• [WRITTEN REQUEST] Recast the listing below as a Markdown table with the columns Row and Listing line, one numbered row per line and blank lines omitted. Start at the line containing "Where can the cast" and end at the final line of the listing.

--- begin RECORDS SUPPLIED ---

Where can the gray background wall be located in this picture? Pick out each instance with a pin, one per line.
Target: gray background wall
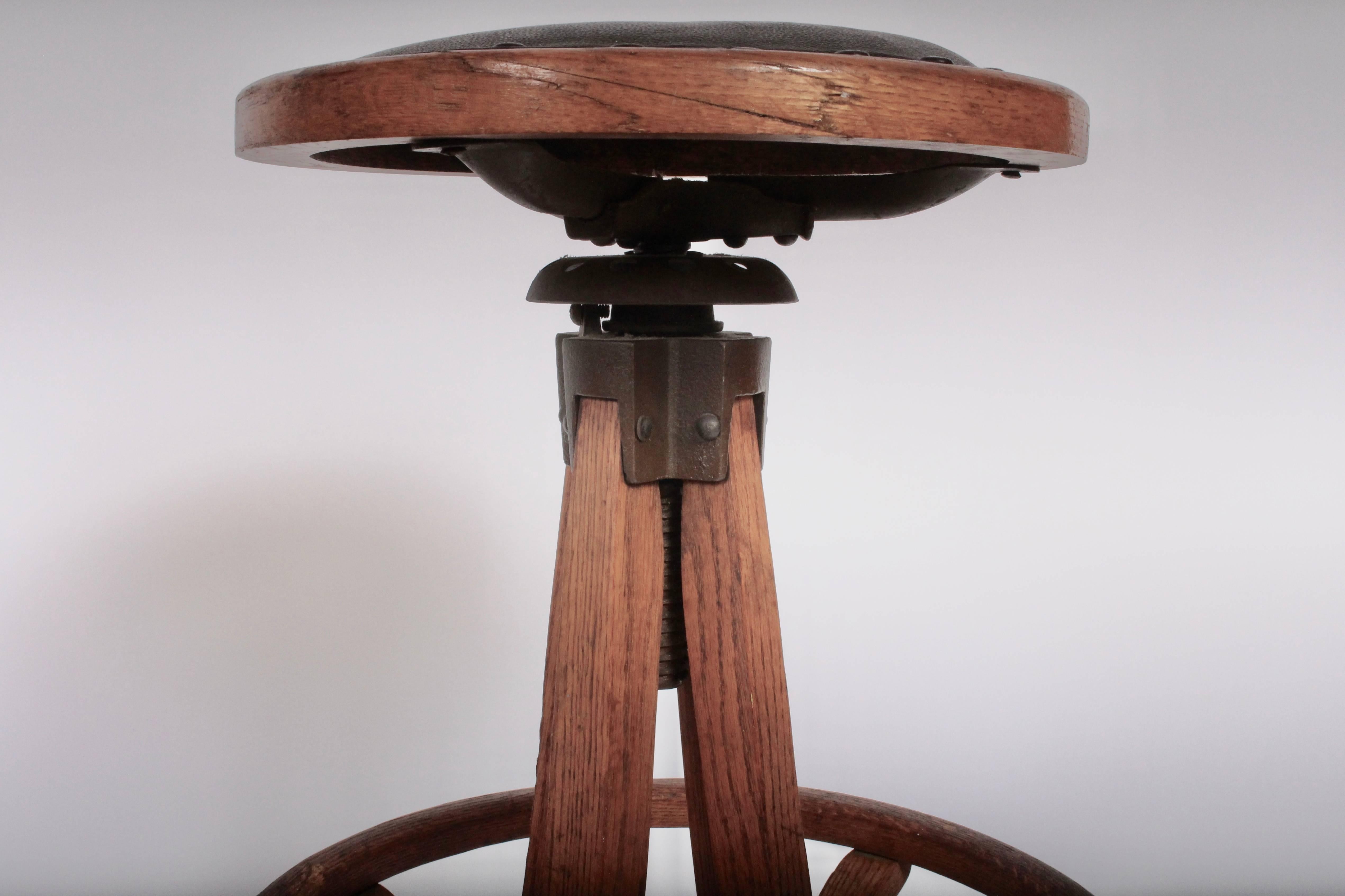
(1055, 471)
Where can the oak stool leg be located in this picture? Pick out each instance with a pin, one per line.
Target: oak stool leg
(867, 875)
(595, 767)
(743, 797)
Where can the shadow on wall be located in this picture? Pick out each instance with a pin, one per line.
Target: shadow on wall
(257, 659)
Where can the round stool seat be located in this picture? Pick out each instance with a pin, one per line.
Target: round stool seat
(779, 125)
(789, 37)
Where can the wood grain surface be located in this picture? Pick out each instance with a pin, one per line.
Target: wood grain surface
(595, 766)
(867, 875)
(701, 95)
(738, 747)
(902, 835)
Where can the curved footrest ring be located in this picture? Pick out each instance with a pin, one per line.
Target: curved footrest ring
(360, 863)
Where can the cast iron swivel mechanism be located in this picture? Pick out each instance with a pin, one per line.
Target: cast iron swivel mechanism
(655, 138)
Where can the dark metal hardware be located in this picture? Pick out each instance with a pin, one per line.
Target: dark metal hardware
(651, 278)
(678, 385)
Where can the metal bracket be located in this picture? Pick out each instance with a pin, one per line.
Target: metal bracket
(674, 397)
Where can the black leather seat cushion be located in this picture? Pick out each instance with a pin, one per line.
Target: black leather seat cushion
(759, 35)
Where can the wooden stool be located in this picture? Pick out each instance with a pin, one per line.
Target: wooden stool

--- end RECORDS SUPPLIED ---

• [CORRECT ANSWER]
| Row | Listing line |
|---|---|
| 1 | Where can the cast iron swivel mechanism be located in this picture? Pick out each instance with a pin, one per line. |
| 2 | Target: cast iron swivel mechanism |
| 3 | (655, 138) |
| 4 | Where can the dark metal hardware be located in this picture? Pick out each instance with a pin, one per line. |
| 5 | Target: dark metal hardware |
| 6 | (651, 278) |
| 7 | (678, 385) |
| 8 | Where can the metal bracket be located in this picture? Pick out each instance with a pin, one per line. |
| 9 | Target: metal bracket |
| 10 | (674, 397) |
| 11 | Where can the black leather seat cushion be located in this picture? Pick out each instance with a pin, one per line. |
| 12 | Target: black leather seat cushion |
| 13 | (759, 35) |
| 14 | Where can the wooden stool be located in this picture? Pick out each instance with a pin, one per line. |
| 15 | Target: wooden stool |